## Written exercise
Extract, verbatim, all lines starting at the one containing "Objective: a point on each instance of the bicycle in" and ending with the final line of the listing, and no others.

Labeled-object pointing entries:
■ ■ ■ ■ ■

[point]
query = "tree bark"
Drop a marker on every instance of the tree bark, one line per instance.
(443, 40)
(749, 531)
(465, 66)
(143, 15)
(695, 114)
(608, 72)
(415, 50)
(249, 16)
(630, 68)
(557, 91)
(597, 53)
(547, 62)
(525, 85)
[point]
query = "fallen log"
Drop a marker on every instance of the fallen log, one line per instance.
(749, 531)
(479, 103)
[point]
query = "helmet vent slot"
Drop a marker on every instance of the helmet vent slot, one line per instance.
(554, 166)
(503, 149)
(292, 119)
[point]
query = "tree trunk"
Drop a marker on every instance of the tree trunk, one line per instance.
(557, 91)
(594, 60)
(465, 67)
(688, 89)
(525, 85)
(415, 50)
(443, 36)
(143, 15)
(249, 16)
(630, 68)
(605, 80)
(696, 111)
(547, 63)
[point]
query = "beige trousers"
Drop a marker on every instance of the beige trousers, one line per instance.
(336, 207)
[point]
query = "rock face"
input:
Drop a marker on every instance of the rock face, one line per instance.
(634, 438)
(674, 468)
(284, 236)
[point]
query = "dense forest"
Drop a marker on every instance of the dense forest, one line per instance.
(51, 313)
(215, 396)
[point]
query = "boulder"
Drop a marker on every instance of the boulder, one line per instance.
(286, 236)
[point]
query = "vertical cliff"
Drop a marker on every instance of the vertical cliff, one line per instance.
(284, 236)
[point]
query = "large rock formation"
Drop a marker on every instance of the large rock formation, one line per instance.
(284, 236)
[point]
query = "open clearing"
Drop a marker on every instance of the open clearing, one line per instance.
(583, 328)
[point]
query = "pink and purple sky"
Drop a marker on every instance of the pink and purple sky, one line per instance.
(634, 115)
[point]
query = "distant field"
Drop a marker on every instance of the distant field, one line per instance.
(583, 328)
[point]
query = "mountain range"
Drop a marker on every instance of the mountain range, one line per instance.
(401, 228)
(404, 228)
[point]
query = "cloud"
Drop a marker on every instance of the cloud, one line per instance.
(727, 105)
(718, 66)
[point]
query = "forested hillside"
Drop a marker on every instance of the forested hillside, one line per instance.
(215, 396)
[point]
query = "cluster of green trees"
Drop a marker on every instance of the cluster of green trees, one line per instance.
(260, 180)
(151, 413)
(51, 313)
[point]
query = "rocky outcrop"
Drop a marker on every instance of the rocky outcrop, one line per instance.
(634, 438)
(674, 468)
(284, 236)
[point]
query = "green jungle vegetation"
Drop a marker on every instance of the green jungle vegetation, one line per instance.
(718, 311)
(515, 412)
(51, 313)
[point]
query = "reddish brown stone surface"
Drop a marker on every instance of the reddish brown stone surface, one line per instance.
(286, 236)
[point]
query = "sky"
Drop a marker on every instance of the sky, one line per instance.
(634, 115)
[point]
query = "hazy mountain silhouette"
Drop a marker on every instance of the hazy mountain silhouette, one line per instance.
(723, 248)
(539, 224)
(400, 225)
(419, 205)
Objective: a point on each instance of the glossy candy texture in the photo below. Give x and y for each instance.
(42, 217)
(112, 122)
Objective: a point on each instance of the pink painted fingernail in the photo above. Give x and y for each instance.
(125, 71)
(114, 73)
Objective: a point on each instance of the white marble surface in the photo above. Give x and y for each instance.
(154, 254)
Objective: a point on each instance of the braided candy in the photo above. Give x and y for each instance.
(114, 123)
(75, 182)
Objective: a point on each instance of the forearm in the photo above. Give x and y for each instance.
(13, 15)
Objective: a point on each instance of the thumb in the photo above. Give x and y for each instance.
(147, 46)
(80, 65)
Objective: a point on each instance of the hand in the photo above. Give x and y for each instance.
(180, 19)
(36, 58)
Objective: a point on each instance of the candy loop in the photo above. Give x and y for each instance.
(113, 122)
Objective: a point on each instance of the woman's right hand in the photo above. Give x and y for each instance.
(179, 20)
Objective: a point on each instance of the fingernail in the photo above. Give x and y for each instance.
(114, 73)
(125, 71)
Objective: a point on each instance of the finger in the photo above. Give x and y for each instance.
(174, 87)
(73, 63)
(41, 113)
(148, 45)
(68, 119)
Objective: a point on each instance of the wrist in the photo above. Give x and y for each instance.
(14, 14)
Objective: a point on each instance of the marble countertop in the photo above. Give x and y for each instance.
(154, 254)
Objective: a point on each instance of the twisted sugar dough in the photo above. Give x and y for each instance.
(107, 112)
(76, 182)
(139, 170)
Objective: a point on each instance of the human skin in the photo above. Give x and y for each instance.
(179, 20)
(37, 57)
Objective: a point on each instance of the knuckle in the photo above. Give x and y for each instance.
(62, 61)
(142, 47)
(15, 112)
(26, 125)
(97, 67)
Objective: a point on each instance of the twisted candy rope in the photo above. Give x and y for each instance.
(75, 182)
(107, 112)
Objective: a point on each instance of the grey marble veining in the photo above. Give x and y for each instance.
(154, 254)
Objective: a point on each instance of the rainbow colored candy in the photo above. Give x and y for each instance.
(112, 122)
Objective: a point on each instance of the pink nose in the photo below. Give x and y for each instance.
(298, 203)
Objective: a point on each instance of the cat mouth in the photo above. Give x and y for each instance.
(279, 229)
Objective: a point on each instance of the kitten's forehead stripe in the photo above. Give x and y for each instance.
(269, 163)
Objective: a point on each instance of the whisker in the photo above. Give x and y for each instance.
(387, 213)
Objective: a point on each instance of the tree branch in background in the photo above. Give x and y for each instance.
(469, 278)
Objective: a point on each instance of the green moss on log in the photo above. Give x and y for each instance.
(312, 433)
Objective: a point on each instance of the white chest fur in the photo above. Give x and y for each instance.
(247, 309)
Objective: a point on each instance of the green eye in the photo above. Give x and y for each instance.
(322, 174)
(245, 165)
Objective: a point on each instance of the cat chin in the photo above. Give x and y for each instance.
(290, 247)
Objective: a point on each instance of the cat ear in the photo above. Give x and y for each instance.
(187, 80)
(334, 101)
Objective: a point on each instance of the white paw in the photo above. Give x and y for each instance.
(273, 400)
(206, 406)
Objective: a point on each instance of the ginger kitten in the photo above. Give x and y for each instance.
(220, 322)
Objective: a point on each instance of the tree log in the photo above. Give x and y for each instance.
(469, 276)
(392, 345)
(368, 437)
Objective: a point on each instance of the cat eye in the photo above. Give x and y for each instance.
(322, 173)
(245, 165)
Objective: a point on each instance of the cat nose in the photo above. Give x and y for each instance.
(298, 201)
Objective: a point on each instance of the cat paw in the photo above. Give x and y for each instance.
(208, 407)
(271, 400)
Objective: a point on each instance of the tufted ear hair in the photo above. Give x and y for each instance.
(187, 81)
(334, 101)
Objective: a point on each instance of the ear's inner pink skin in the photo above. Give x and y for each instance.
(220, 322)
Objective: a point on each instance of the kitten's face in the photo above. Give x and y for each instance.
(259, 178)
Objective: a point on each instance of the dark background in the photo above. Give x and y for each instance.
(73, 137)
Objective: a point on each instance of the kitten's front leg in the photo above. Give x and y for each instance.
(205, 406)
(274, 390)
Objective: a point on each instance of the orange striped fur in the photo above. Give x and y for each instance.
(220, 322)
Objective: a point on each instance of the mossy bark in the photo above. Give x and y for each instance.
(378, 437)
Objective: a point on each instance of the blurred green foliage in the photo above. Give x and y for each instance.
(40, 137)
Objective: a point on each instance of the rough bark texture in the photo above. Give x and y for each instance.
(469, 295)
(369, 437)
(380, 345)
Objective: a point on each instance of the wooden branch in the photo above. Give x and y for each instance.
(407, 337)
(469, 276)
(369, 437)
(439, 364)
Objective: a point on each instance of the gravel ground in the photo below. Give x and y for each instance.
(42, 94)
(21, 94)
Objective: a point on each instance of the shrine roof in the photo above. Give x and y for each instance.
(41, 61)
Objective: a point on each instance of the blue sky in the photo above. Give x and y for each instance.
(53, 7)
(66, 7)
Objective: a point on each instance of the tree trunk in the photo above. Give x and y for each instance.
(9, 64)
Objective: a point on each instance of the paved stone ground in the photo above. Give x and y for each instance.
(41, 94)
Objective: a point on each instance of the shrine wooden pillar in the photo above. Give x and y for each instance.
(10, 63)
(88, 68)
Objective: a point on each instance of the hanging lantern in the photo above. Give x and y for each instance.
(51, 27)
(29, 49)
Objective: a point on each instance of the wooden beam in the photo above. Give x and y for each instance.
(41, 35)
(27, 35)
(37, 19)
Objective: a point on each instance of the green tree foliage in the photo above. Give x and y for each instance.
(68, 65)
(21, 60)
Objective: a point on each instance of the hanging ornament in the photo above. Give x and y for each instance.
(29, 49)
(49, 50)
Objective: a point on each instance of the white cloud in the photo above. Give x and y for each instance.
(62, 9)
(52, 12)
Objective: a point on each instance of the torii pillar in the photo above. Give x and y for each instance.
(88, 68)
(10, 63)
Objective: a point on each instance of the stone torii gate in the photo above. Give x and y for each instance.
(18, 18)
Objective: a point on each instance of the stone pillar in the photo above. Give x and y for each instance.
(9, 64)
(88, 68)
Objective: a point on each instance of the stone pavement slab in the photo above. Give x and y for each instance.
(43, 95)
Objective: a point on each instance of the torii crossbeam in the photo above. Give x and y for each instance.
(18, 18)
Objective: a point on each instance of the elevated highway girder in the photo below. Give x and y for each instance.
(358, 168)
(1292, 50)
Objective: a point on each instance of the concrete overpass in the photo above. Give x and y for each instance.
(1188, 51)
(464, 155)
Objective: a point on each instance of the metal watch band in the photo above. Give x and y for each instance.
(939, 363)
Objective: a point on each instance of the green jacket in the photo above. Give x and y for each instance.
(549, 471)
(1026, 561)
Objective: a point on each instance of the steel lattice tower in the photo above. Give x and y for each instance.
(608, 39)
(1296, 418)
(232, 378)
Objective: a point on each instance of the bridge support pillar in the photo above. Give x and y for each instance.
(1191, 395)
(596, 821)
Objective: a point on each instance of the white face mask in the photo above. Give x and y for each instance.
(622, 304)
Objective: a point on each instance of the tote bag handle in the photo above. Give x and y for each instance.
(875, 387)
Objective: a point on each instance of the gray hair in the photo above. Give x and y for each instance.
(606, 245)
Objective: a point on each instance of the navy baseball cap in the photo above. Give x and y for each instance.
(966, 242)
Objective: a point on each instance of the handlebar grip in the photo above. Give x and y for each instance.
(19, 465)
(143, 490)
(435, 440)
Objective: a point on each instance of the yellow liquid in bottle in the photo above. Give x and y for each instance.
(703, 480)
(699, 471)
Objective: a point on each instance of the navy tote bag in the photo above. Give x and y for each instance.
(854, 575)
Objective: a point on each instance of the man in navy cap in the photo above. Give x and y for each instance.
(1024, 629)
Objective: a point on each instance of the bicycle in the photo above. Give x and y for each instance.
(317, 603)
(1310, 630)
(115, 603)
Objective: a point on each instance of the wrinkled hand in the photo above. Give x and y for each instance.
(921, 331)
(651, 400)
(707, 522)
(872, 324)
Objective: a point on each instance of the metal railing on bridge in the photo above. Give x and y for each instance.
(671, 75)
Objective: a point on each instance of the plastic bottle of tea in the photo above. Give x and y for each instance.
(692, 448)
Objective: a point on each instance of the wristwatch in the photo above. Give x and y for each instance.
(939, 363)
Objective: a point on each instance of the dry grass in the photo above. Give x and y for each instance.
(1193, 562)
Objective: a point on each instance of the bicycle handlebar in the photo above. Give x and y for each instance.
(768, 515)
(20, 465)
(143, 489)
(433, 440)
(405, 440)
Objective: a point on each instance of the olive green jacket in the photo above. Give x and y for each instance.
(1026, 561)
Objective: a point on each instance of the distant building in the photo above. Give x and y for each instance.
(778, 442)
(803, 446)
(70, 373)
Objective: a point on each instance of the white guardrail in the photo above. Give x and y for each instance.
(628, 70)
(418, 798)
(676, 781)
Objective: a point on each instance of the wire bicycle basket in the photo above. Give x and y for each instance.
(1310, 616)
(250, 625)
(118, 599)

■ ■ ■ ■ ■

## Task answer
Objective: a point on each instance of the bicycle in the photo above. Give x and y for each instance.
(317, 603)
(1310, 630)
(115, 603)
Objective: a point on each instance of the wrinkled hand in the photo above. Give x and y for each instance.
(921, 331)
(651, 400)
(707, 522)
(872, 324)
Objective: a point on each instance of the metal railing on bridge in the photo above. Give x and y for each instance.
(671, 75)
Objective: a point on each instance of the plastic bottle of tea in the photo above. Give x and y for each instance.
(692, 448)
Objective: a point on each instance of the wristwatch in the photo above. Give x and y for each instance.
(939, 363)
Objective: a point on each instance of the dry grass in the photo above. Give x and y for each instance.
(1193, 562)
Objective: a point on each instance of the bicycle handlebar in the photo above. Give x and y for each instance.
(768, 515)
(20, 465)
(143, 489)
(433, 440)
(405, 440)
Objective: a point on each instance of the olive green jacket in the photo above. Give x and y for each instance.
(1026, 561)
Objective: a point on each instance of the distant building in the photo above. Give x and y for each instance.
(778, 442)
(803, 446)
(70, 373)
Objective: a point on each instance of the white guardrail in the photo above. Give x and y for each instance.
(628, 70)
(418, 798)
(676, 781)
Objective: a point on each instance of the wire bicycle basket in the photo above. Give x and y for each instance.
(1310, 616)
(250, 625)
(118, 599)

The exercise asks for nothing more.